__本文__.

--------------------------------

ペストのような厄災は、得手勝手なエゴを暴き出す。

 

有り体に言えば、どれだけ気を配っていても、感染する人は感染してしまう。
なにせ、どれほど目を皿のようにしても、ペスト菌は見えないのだ。

 

「世間一般でそれがどういうものか知りませんが、わたしにとって誠実さとは、自分の務めを果たすことです」

 

「なぜ今なのか?」
「なぜこの街で流行したのか?」
「なぜわたしが感染して、あの人が感染しないのか?」
これらの「なぜ」に答えることはできない、それがペストの理不尽さだ。

 

「終わりのない敗北です」

 

「数十万の市民は、いつ終わるか知られない日々を、先に進んでいるという感覚もないまま、足踏みをしていた」

 

罪なき者にも与えられる無情な苦痛。
これほどまでに、罪なき者の断末魔を、まともに見つめたことは、なかった。

 

ペストは「極めて公平で実行力のある仕事」をするため、人々に平等をもたらすものだと思われるが、人間のエゴイズムによって不平等がますます強化されてしまったのだ。

--------------------------------

__保存項目__.
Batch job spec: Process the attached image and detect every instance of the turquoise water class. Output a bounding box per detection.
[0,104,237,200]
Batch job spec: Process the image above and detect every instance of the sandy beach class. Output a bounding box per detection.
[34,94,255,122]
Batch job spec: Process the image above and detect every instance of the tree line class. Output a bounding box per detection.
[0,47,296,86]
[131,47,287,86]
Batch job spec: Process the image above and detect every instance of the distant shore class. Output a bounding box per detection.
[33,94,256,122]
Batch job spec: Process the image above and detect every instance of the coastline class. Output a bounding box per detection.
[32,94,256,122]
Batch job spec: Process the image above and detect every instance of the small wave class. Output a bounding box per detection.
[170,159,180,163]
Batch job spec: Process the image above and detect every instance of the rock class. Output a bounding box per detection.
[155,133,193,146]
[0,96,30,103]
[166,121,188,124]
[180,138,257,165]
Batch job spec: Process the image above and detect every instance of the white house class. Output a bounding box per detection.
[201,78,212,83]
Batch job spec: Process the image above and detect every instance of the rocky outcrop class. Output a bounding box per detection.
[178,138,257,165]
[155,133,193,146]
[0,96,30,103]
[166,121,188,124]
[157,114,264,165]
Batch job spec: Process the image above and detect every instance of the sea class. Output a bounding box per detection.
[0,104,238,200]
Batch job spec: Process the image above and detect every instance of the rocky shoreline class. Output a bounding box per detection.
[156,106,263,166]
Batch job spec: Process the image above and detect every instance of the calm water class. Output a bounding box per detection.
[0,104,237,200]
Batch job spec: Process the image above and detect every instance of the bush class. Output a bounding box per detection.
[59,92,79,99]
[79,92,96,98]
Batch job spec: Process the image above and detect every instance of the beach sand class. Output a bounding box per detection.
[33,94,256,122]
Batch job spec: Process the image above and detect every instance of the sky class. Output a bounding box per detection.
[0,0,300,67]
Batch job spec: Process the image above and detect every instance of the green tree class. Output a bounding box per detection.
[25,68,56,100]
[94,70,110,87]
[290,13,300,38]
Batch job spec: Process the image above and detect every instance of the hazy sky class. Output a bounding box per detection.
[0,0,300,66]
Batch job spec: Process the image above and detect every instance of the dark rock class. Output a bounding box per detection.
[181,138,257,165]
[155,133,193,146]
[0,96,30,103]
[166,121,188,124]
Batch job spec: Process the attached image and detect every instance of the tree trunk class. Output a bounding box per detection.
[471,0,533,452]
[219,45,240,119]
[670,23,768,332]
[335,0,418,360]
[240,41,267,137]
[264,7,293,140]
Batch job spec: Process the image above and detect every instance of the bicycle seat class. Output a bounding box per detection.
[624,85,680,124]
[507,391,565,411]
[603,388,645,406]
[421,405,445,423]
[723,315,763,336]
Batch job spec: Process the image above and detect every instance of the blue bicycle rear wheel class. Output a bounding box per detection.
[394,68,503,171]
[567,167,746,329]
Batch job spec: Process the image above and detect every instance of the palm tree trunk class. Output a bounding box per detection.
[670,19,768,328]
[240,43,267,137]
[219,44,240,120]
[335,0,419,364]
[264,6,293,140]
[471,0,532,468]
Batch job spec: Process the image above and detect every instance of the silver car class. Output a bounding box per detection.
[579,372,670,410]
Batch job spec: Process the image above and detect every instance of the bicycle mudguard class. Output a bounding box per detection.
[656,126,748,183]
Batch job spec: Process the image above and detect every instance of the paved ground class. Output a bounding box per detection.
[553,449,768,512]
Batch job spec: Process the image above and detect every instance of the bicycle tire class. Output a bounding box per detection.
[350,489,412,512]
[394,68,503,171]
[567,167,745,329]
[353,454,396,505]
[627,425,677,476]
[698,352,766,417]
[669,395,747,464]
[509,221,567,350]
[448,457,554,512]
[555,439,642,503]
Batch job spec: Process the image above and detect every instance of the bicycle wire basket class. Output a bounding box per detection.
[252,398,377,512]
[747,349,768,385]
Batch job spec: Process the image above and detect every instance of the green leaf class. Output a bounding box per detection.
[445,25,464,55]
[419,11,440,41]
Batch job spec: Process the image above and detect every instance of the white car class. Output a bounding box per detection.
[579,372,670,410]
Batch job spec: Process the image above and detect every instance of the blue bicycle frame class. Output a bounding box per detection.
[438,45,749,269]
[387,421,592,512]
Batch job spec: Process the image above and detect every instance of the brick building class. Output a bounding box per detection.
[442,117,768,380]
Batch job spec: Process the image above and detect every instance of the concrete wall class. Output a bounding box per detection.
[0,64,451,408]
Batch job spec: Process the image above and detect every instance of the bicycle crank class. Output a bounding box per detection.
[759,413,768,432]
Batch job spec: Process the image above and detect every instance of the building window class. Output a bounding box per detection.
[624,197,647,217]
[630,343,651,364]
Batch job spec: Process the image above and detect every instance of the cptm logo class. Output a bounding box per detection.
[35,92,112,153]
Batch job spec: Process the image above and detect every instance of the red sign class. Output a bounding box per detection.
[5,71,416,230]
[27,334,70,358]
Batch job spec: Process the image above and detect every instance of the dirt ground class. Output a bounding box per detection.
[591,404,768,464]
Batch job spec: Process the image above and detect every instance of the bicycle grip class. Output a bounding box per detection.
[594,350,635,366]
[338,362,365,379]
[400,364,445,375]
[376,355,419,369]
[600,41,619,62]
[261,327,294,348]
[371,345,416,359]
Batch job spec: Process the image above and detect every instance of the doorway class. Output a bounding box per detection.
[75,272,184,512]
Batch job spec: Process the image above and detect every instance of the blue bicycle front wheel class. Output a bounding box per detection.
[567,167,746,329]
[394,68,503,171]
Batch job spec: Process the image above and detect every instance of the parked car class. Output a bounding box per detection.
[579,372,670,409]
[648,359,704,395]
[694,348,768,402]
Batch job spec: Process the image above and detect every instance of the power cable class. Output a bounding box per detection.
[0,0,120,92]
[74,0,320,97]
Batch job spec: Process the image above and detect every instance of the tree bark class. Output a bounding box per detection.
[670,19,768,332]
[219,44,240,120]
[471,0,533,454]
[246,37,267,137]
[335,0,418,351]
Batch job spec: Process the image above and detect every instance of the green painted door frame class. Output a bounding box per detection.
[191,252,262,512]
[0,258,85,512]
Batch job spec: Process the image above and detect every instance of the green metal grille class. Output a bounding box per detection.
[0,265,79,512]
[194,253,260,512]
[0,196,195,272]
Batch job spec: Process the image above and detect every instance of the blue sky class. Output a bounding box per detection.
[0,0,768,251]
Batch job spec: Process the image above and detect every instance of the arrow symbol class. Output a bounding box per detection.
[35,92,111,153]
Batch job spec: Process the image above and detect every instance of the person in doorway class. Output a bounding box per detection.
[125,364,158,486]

--------------------------------

__作業内容__.
• A. ペストを扱った本文を、「有り体に言えば、どれだけ気を配っていても、感染する人は感染してしまう。」のある語句から始めて「これらの「なぜ」に答えることはできない、それがペストの理不尽さだ。」の後で止まる範囲で書き直してください。その際、「目を皿のように」を「血眼に」に改めてください。
• B. 記録のうち、「of the doorway」を含む行から「[74,0,320,97]」を含む行まで、両端の行も含めてJSONの文字列リストに整形してください。1行を1つの文字列とし、空行は除きます。

__解答__.
• A.
有り体に言えば、どれだけ気を配っていても、感染する人は感染してしまう。
なにせ、どれほど血眼にしても、ペスト菌は見えないのだ。

 

「世間一般でそれがどういうものか知りませんが、わたしにとって誠実さとは、自分の務めを果たすことです」

 

「なぜ今なのか?」
「なぜこの街で流行したのか?」
「なぜわたしが感染して、あの人が感染しないのか?」
これらの「なぜ」に答えることはできない、それがペストの理不尽さだ。

• B.
[
  "Batch job spec: Process the image above and detect every instance of the doorway class. Output a bounding box per detection.",
  "[75,272,184,512]",
  "Batch job spec: Process the image above and detect every instance of the blue bicycle front wheel class. Output a bounding box per detection.",
  "[567,167,746,329]",
  "[394,68,503,171]",
  "Batch job spec: Process the image above and detect every instance of the parked car class. Output a bounding box per detection.",
  "[579,372,670,409]",
  "[648,359,704,395]",
  "[694,348,768,402]",
  "Batch job spec: Process the image above and detect every instance of the power cable class. Output a bounding box per detection.",
  "[0,0,120,92]",
  "[74,0,320,97]"
]